Advanced Installation Options¶
This section provides a more detailed description of the advanced installation options. The installation is configured by the file values.yaml. The following sections are contained in the configuration file:
Section |
Function |
Details |
---|---|---|
Basic |
Basic, required configuration |
|
Storage |
Storage configuration |
|
Load Balancer |
Load balancer configuration |
|
CD/CD |
Enable and configure optional CI/CD capability |
|
Node Affinity |
Controls what types of jobs can run on which nodes |
Important
The fields must be entered with quotes
Basic Configuration¶
The top section provides the basic configuration information.
Field |
Value |
---|---|
EULA |
yes |
username |
User-chosen initial login username |
password |
User-chosen initial login password |
version |
Version of DKube to install |
provider |
Kubernetes type as defined below |
ha |
Set true or false to enable/disable DKube resiliency |
wipedata |
Set no to use data from the previous DKube installation. This can only be used with the same version of DKube. |
minimal |
Active in Version R3.x only: Set no for full menu and features; Set yes to provide the Monitor-only menus and features |
registry |
Docker registry credentials - will be provided |
Important
The value wipedata=yes will remove all of the current DKube data from a previous installation. If this is a reinstallation, and you want to use your existing DKube data, set this field to no.

☆ ☆ ☆ ☆ ☆

> _Prompt A_
On the installation options page, which file configures the installation?

> _Exercise input_
☆ ☆ ☆ ☆ ☆

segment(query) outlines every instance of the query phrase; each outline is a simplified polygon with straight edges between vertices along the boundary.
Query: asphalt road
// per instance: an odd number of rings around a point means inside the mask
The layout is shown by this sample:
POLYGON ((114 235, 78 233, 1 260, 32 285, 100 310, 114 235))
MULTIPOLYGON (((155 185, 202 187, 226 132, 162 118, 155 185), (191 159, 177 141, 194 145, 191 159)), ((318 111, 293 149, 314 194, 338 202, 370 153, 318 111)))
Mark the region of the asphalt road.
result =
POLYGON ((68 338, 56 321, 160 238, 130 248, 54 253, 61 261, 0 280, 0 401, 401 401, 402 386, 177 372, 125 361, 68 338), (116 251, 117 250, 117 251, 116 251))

☆ ☆ ☆ ☆ ☆

> _Prompt B_
Reproduce, without any change, all of the rows that appear above after the installation options page.

> _Final answer A_
The file values.yaml

> _Final answer B_
segment(query) outlines every instance of the query phrase; each outline is a simplified polygon with straight edges between vertices along the boundary.
Query: asphalt road
// per instance: an odd number of rings around a point means inside the mask
The layout is shown by this sample:
POLYGON ((114 235, 78 233, 1 260, 32 285, 100 310, 114 235))
MULTIPOLYGON (((155 185, 202 187, 226 132, 162 118, 155 185), (191 159, 177 141, 194 145, 191 159)), ((318 111, 293 149, 314 194, 338 202, 370 153, 318 111)))
Mark the region of the asphalt road.
result =
POLYGON ((68 338, 56 321, 160 238, 130 248, 54 253, 61 261, 0 280, 0 401, 401 401, 402 386, 177 372, 125 361, 68 338), (116 251, 117 250, 117 251, 116 251))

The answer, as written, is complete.